AIM OF THE TASK – Could you rewrite every line of the records below, the requests too, with each bounding-box coordinate offset by 31, and leave out the picture markers?

RECORDS FOR THIS TASK –
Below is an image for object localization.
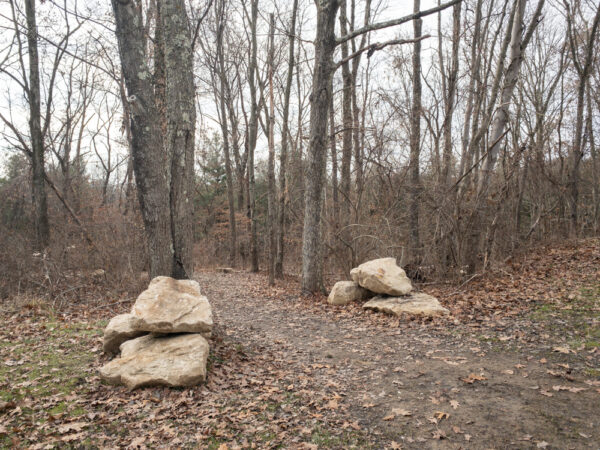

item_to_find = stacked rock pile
[327,258,449,316]
[100,277,213,389]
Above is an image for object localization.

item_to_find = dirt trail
[197,272,600,449]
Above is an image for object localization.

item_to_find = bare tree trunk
[477,0,527,195]
[329,94,340,233]
[466,0,544,272]
[440,3,461,188]
[302,0,339,293]
[275,0,298,278]
[217,1,237,266]
[408,0,423,264]
[112,0,174,277]
[248,0,258,272]
[158,0,196,279]
[339,0,353,243]
[267,13,277,286]
[586,83,600,234]
[25,0,50,250]
[565,2,600,238]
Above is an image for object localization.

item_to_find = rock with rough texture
[350,258,412,295]
[103,314,146,353]
[327,281,373,305]
[100,334,209,389]
[363,292,450,317]
[131,277,213,335]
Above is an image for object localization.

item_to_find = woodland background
[0,0,600,301]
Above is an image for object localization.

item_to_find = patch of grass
[311,427,374,448]
[530,283,600,350]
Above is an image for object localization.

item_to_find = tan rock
[131,277,213,335]
[350,258,412,295]
[100,334,209,389]
[103,314,146,353]
[363,292,450,317]
[327,281,374,305]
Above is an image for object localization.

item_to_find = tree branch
[335,0,462,45]
[335,34,431,70]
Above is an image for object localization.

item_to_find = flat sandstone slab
[363,293,450,317]
[131,277,213,335]
[103,314,146,353]
[327,281,374,305]
[350,258,412,295]
[100,334,209,389]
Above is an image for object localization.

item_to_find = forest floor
[0,240,600,450]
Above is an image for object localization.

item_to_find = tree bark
[217,1,237,266]
[25,0,50,251]
[302,0,339,293]
[158,0,196,279]
[112,0,174,278]
[248,0,258,272]
[565,3,600,238]
[267,13,277,286]
[408,0,423,264]
[275,0,298,278]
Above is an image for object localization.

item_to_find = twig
[90,298,132,311]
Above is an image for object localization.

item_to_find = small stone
[327,281,374,305]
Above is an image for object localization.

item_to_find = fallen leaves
[461,373,487,384]
[58,422,88,434]
[383,408,412,421]
[552,347,577,355]
[552,385,587,394]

FINISHED ANSWER –
Below is an image for object localization.

item_to_find = stacked rock pile
[358,289,480,347]
[131,308,244,420]
Above is an image for object localization.

item_to_find = dirt trail
[228,303,631,480]
Above is an image for object localization.

item_to_find = bare tree trunk
[508,31,558,226]
[360,125,371,264]
[497,31,575,303]
[471,34,492,219]
[333,31,370,324]
[306,31,329,309]
[248,32,268,297]
[439,31,454,295]
[143,31,205,308]
[279,31,289,303]
[189,31,227,310]
[370,31,384,274]
[298,44,308,317]
[617,114,631,265]
[56,31,81,281]
[596,33,631,269]
Above is an image for object localization.

item_to_find = rock with rough texture
[381,289,443,326]
[134,345,177,384]
[358,312,404,336]
[131,365,240,420]
[394,323,481,348]
[162,308,244,366]
Above is an image for object localization.

item_to_find = woodland background
[31,31,631,332]
Above is an image for object localization.

item_to_find = patch of grass
[342,458,405,479]
[561,314,631,381]
Above is an image for object localization.

item_to_find = tan rock
[162,308,244,366]
[381,289,443,326]
[131,365,240,420]
[134,345,177,384]
[394,323,481,348]
[358,312,405,336]
Above is an image for object localization.

item_to_find = tree branch
[366,31,493,76]
[366,65,462,101]
Above is an image for object localization.

item_to_find = flat sandstone slab
[394,324,481,348]
[162,308,244,366]
[134,345,177,384]
[358,312,405,336]
[381,289,443,326]
[131,365,240,420]
Above is an image for object localization.

item_to_find = forest floor
[31,271,631,481]
Above is an image for object localization.

item_to_find = tree bark
[248,32,268,297]
[56,31,81,282]
[333,31,370,324]
[189,31,227,310]
[143,31,205,309]
[279,31,289,303]
[596,34,631,269]
[298,44,308,317]
[439,31,454,295]
[306,31,329,309]
Above is an image for object localization.

item_to_find = twig
[121,329,163,342]
Above is an image for object localization.

item_to_find = small stone
[358,312,405,336]
Above is an image for object localization.

item_to_find = fallen leaves
[492,404,518,415]
[89,453,119,465]
[414,439,443,452]
[583,378,608,386]
[583,416,618,425]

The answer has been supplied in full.